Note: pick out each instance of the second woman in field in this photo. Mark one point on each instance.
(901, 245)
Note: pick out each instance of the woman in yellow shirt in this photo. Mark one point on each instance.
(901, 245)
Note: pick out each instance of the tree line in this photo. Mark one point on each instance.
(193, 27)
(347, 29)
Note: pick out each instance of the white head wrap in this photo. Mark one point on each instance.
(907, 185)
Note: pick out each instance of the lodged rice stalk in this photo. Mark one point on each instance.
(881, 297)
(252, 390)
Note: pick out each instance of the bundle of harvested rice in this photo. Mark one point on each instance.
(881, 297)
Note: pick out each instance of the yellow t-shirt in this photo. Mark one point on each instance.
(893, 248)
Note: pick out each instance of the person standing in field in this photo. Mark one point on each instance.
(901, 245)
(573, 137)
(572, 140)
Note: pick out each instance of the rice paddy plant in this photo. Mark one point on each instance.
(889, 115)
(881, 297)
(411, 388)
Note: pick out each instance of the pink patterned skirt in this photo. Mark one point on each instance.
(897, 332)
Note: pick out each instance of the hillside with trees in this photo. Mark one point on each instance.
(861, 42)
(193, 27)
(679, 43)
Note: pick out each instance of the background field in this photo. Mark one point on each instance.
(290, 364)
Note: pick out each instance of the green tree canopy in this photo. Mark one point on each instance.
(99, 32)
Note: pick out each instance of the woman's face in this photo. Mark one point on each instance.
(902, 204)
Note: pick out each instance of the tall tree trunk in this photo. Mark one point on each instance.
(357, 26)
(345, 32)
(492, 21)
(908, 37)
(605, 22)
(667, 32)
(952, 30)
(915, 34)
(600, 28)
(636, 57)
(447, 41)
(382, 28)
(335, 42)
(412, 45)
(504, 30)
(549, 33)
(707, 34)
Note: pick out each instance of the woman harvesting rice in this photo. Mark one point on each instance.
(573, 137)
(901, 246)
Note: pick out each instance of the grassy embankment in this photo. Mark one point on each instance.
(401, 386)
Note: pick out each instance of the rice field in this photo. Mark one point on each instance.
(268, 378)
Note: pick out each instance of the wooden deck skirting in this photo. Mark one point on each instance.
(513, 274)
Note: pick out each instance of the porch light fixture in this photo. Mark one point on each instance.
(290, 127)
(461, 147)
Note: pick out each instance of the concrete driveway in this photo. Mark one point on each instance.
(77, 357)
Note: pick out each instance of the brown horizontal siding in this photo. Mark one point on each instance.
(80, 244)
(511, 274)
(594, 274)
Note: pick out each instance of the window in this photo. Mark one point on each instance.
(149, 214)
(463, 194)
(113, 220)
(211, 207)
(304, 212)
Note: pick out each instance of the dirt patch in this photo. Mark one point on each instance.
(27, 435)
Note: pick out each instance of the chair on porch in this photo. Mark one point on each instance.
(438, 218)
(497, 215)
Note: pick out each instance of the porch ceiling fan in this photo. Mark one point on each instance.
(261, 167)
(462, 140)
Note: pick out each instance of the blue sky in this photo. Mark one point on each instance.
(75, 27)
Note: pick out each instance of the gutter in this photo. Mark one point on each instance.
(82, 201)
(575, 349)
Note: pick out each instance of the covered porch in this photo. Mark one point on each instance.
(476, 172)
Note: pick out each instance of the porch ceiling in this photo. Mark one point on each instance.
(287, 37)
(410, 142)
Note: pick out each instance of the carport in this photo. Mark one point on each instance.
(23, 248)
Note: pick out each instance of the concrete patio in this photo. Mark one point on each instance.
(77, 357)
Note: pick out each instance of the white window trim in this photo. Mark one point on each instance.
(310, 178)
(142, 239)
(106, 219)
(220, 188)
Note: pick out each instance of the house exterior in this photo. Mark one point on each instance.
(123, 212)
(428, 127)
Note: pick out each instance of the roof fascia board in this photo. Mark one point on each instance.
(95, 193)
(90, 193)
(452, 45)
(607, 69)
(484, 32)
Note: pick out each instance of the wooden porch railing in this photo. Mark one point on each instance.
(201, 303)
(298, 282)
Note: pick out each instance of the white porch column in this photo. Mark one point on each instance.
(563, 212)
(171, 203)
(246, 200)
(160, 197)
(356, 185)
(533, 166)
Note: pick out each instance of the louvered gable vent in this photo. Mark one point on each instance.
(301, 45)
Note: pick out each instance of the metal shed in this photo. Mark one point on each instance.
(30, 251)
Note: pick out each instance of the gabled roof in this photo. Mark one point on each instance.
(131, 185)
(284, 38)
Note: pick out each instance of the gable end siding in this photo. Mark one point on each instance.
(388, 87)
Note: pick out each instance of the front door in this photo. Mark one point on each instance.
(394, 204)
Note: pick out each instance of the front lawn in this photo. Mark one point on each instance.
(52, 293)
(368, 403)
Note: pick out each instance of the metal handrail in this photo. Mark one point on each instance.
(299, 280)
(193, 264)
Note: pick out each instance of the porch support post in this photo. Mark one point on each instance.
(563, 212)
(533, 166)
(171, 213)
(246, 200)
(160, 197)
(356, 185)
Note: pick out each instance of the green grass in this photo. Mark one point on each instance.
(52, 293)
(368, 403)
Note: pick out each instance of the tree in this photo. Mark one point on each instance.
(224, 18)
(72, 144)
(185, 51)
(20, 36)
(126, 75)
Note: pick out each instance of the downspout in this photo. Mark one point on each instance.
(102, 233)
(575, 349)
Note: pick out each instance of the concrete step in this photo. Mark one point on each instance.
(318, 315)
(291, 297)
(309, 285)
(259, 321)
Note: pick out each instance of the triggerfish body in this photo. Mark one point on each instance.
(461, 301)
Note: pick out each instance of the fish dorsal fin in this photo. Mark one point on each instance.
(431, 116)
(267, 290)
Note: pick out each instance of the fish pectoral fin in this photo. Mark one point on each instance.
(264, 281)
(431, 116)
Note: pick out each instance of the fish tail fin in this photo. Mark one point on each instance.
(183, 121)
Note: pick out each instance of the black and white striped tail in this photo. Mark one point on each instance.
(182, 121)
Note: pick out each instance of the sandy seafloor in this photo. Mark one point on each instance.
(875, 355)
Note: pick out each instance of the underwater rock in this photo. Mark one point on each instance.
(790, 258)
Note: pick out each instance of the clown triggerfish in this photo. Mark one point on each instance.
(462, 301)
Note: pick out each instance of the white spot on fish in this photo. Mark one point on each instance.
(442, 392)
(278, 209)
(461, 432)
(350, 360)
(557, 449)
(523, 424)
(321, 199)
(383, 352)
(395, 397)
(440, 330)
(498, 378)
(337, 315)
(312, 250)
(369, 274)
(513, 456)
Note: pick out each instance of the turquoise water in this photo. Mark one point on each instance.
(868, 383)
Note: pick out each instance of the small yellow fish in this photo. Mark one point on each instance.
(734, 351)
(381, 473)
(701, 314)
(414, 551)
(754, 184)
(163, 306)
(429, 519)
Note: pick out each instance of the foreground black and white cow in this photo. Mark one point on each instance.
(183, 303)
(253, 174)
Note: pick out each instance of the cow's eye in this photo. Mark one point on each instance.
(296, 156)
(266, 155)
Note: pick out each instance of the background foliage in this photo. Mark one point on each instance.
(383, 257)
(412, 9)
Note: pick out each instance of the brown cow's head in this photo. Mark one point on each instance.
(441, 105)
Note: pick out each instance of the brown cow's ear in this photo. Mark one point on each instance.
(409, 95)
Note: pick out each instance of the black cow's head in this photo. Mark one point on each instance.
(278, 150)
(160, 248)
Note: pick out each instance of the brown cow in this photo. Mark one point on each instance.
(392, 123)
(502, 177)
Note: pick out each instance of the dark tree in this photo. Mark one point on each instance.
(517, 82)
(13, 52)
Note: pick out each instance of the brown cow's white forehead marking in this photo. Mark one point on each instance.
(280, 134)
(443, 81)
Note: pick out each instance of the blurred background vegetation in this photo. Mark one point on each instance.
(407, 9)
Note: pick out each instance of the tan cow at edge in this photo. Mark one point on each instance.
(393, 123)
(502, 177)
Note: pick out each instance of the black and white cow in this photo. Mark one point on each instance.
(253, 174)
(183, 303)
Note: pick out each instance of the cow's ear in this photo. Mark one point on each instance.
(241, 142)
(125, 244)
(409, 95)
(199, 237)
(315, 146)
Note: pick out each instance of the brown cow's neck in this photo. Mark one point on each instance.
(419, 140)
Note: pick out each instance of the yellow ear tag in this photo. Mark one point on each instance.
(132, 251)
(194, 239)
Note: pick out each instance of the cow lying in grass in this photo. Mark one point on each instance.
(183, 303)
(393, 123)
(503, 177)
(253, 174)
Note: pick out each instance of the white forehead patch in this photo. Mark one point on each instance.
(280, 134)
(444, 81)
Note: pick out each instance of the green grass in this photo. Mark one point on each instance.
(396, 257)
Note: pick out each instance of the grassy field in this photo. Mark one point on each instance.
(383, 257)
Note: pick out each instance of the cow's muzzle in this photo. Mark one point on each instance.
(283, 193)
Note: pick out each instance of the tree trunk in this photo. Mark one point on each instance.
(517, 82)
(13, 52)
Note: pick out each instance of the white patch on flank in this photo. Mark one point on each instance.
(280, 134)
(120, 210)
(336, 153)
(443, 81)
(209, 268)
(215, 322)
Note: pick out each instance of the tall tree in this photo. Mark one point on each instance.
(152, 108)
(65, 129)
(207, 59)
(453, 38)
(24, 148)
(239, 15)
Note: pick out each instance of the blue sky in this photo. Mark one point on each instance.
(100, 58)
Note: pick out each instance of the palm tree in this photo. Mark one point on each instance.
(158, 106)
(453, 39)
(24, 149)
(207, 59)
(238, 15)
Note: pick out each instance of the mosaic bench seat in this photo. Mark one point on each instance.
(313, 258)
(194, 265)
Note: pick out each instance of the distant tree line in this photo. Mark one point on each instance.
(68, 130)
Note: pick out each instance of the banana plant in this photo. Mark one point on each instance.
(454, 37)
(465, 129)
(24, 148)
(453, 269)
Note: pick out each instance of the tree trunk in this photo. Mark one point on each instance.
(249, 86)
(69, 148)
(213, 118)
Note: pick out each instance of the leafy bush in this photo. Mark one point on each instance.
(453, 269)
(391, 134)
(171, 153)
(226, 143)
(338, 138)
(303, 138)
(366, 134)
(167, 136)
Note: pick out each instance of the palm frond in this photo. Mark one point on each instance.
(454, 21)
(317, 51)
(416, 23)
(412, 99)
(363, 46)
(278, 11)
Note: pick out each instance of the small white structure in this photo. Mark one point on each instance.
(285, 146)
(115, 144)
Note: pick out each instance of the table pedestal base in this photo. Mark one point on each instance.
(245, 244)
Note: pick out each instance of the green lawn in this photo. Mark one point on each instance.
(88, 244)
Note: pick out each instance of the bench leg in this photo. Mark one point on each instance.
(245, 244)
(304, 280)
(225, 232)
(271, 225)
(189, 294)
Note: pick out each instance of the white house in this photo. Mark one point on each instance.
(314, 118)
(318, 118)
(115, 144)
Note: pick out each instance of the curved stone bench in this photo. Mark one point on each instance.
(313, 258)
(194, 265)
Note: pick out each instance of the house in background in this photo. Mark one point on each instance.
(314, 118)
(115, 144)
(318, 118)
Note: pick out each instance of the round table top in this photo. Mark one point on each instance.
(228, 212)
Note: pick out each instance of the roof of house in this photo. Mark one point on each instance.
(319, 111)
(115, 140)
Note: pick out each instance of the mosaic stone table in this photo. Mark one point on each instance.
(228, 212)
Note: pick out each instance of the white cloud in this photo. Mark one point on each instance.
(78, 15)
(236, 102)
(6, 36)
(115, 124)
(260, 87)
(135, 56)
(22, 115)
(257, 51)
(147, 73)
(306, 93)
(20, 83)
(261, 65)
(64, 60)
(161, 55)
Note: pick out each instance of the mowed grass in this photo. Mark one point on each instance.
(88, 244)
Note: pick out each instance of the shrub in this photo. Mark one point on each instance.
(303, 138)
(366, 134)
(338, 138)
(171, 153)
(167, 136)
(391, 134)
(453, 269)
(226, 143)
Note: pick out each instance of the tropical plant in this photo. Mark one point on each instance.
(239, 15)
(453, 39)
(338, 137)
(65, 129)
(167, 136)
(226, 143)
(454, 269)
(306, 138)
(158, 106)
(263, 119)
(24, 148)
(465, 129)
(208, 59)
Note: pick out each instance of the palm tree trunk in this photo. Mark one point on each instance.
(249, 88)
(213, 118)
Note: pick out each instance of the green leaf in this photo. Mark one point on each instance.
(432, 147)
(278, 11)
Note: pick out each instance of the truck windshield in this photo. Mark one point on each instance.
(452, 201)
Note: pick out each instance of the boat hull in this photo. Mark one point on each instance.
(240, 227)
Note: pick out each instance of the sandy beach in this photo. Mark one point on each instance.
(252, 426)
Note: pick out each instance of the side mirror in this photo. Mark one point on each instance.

* * *

● **Task brief**: Each line from the one containing "Note: pick out each instance of the tropical" to the end of the listing above should be copied exactly, and nothing else.

● **Exercise response**:
Note: pick out each instance of the tropical plant in this photo. Mark one point on each instance.
(239, 15)
(453, 39)
(338, 137)
(65, 129)
(167, 136)
(226, 143)
(454, 269)
(306, 138)
(158, 106)
(263, 119)
(24, 148)
(465, 129)
(208, 59)
Note: pick out each instance of the palm tree trunk in this photo. Mark one point on each instance.
(249, 88)
(213, 118)
Note: pick out each instance of the green leaf in this photo. Mark one point on each instance.
(432, 147)
(278, 11)
Note: pick out each instance of the truck windshield in this photo. Mark one point on each instance.
(452, 201)
Note: pick out each instance of the boat hull in this photo. Mark one point on each instance.
(240, 227)
Note: pick out each instance of the sandy beach in this photo. Mark one point on each instance.
(252, 426)
Note: pick out each instance of the side mirror in this photo. Mark one point on each instance.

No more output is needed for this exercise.